BEGIN TASK DATA

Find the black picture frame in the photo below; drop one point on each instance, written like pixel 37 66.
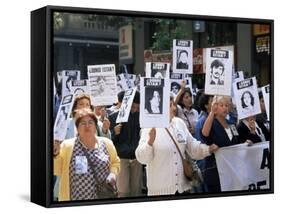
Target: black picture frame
pixel 42 69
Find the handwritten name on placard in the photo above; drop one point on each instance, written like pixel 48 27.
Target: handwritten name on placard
pixel 220 54
pixel 79 82
pixel 108 69
pixel 267 89
pixel 153 82
pixel 183 43
pixel 158 66
pixel 245 83
pixel 176 76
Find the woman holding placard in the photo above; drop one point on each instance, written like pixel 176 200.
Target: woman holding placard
pixel 217 130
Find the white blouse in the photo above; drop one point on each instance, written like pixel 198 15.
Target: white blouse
pixel 164 165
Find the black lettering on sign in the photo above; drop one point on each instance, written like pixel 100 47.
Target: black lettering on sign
pixel 79 82
pixel 265 159
pixel 71 73
pixel 257 186
pixel 95 70
pixel 176 76
pixel 244 83
pixel 158 66
pixel 153 82
pixel 183 43
pixel 108 69
pixel 220 54
pixel 267 89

END TASK DATA

**OBJECTIVE**
Reproduce the records from the line containing "Find the white" through the end of the records, switching "drop" to "place" and leaving everything else unchanged.

**SOLUTION TO THIS EXERCISE**
Find the white blouse in the photo above; place one point on each instance, written like pixel 198 15.
Target: white blouse
pixel 164 165
Find the black lettering on sign in the photo above; place one point on each instance, written like pixel 100 47.
Target: black lettering on sign
pixel 79 82
pixel 265 159
pixel 71 73
pixel 257 186
pixel 95 70
pixel 176 76
pixel 244 83
pixel 158 66
pixel 153 82
pixel 183 43
pixel 108 69
pixel 220 54
pixel 267 89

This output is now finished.